:: Supplied passage ::
What is the co-failure ceiling?

The co-failure ceiling is the highest accuracy any combination of a fixed set of models can reach. It equals 1 − β, where β is the co-failure rate — the fraction of questions on which every model in the set is wrong at the same time. A 67-model study across 21 providers (arXiv 2606.27288, June 2026) measures β directly: on those shared-failure questions no model has the right answer, so combiners that pick among the models' answers (routing, majority voting) cannot score above 1 − β, and the paper finds that mixture-of-agents does not beat the ceiling in practice either. On the math task the measured β was 0.052 (a ceiling near 94.8%); on code execution 0.079; on GPQA-Diamond free-response 0.127.

Why can't routing, voting, or mixture-of-agents beat it?

Combining models only helps when the models disagree — it recovers questions where at least one model is right. On a co-failure, every model agrees on a wrong answer, so a router has no good model to pick and a majority vote has no correct option to surface. A mixture-of-agents aggregator that fuses the drafts could in principle synthesize a right answer, but the paper finds it does not beat the ceiling in practice. The gains come from models that fail on different questions, not from adding more models.

Why is error correlation a misleading way to predict ensemble gains?

Pairwise error correlation ρ measures how often two models are wrong together, but the co-failure rate β is about all models being wrong at once — a much rarer, joint event that two-at-a-time statistics systematically under-count. In the study, the measured β on the math task was about 2.5× higher than ρ predicted (0.052 versus 0.023, with a 90% confidence interval of 1.7–3.4×), and the gap was worse on harder tasks. The practical fix is to measure joint failures directly and to add models with genuinely different blind spots — diversity, not ensemble size, is what lifts the ceiling.

Routing, voting, and mixture-of-agents hit a shared ceiling across 67 models — Co-failure ceiling

Jargon

Co-failure rate (β): The fraction of queries on which every model in the set is wrong at the same time. The paper measures it directly per task rather than inferring it.
Co-failure ceiling (1 − β): The highest accuracy any combination of a fixed set of models can reach. If β of questions defeat all of them, no combiner can score above 1 − β.
Routing: Send each query to the single best model for it instead of running them all. One of the three combiners the ceiling bounds. See routing →
Voting / majority vote: Run several models on the same query and take the most common answer. It only helps when the wrong models disagree with each other. See parallelization + voting →
Mixture-of-agents (MoA): Combine several models' or agents' outputs, often with an aggregator that reads all their drafts. Self-MoA uses copies of the same model as every agent.
Pairwise error correlation (ρ): How often two models are wrong on the same query, measured two at a time. The paper shows it systematically under-estimates β, the rate at which they are all wrong together.
Heterogeneous vs homogeneous ensemble: An ensemble of different models (diverse blind spots) versus copies of one model. Heterogeneous, low-correlation sets push the ceiling up; homogeneous sets share the same misses.

:: Record set ::
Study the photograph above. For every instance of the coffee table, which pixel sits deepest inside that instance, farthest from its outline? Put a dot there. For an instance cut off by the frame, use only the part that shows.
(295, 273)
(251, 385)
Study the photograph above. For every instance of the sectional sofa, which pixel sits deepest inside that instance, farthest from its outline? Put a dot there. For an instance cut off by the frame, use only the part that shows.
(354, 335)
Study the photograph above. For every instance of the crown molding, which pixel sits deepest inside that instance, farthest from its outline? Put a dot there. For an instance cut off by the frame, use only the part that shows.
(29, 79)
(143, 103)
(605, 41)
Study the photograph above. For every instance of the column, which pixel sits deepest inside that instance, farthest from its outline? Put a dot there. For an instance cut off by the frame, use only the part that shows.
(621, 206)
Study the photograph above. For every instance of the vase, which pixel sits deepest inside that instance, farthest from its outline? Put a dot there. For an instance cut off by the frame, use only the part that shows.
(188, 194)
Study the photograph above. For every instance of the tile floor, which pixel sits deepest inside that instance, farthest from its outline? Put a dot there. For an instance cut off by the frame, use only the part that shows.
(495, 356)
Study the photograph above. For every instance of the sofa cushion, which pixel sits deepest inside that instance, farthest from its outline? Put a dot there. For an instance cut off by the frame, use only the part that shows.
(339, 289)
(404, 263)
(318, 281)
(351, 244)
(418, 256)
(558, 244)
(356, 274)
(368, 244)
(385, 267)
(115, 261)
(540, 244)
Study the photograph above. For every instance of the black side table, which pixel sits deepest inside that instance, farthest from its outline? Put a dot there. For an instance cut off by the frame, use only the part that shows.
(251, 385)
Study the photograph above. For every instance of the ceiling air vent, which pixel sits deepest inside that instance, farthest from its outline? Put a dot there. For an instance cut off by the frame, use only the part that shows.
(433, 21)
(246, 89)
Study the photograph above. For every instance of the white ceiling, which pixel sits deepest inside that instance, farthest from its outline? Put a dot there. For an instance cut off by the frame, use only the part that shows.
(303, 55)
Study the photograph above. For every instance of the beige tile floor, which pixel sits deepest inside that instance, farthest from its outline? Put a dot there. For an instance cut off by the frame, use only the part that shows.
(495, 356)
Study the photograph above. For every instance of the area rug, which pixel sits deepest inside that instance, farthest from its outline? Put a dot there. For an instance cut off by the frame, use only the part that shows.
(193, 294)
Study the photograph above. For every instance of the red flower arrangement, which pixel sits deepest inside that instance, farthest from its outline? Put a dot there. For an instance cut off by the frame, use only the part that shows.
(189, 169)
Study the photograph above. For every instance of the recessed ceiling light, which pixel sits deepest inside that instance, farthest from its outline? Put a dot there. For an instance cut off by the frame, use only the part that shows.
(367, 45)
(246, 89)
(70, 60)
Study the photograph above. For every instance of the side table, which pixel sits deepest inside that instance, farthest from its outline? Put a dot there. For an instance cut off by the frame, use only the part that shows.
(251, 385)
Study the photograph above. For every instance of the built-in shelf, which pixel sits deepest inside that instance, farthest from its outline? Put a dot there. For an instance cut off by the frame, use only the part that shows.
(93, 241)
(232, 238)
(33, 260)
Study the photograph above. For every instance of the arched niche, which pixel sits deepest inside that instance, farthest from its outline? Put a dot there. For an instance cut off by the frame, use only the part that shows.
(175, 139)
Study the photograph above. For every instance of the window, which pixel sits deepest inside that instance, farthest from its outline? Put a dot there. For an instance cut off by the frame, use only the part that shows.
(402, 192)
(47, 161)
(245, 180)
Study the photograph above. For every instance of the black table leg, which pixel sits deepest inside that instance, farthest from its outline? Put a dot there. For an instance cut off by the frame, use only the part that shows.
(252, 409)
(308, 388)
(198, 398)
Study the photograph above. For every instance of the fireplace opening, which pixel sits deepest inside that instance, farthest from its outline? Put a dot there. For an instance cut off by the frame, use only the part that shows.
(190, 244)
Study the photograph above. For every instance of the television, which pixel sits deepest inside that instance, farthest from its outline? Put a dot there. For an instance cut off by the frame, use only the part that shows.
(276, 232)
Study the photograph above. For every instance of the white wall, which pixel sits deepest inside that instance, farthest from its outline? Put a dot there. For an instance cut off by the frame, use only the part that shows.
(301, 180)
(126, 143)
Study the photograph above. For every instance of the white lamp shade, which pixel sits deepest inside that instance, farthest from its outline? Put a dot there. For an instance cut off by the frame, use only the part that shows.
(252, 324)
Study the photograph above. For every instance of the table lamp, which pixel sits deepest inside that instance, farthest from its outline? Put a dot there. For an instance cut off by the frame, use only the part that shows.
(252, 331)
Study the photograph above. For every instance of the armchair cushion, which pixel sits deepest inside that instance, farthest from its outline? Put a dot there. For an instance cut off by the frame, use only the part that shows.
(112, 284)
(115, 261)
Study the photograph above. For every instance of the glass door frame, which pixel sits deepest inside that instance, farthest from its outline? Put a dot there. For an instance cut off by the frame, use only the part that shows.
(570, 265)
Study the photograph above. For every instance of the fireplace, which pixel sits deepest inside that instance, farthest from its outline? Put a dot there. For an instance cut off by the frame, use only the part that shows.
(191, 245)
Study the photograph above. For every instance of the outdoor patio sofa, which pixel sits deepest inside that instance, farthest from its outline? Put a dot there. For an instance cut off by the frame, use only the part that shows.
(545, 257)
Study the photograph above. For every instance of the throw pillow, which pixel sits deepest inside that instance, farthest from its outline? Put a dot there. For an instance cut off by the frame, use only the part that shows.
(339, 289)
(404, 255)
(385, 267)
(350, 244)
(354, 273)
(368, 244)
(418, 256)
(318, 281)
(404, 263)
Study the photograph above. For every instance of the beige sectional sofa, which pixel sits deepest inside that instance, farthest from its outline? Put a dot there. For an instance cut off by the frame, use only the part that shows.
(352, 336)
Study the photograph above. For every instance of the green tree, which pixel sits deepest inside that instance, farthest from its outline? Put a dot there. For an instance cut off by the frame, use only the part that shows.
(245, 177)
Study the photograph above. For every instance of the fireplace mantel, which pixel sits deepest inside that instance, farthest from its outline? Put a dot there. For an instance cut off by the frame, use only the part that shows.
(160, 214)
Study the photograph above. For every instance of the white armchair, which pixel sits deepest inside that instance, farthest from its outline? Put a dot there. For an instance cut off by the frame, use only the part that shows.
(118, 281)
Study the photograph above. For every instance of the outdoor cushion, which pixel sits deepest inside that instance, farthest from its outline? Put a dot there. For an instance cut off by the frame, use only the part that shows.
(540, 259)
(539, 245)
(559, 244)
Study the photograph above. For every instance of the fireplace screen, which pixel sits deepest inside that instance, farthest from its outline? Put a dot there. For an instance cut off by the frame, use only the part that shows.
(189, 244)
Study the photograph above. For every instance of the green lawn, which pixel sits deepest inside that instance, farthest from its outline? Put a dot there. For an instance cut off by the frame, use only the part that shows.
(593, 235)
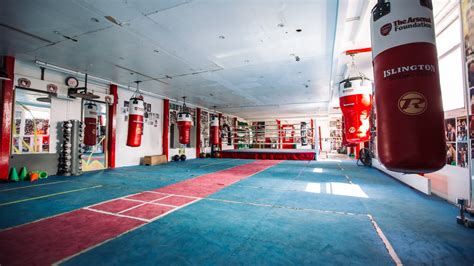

:: Exercise set ::
**A.** Answer each question from the co-failure ceiling text, one answer per line, marked (i), (ii), (iii).
(i) What co-failure rate was measured on code execution?
(ii) By roughly what factor did the measured β on the math task exceed the value ρ predicted?
(iii) What does Self-MoA use as every agent?
**B.** Duplicate the portion of the co-failure ceiling text from "What is the" to "GPQA-Diamond free-response 0.127.".

:: Exercise responses ::
**A.**
(i) 0.079
(ii) About 2.5× (0.052 versus 0.023)
(iii) Copies of the same model

**B.**
What is the co-failure ceiling?

The co-failure ceiling is the highest accuracy any combination of a fixed set of models can reach. It equals 1 − β, where β is the co-failure rate — the fraction of questions on which every model in the set is wrong at the same time. A 67-model study across 21 providers (arXiv 2606.27288, June 2026) measures β directly: on those shared-failure questions no model has the right answer, so combiners that pick among the models' answers (routing, majority voting) cannot score above 1 − β, and the paper finds that mixture-of-agents does not beat the ceiling in practice either. On the math task the measured β was 0.052 (a ceiling near 94.8%); on code execution 0.079; on GPQA-Diamond free-response 0.127.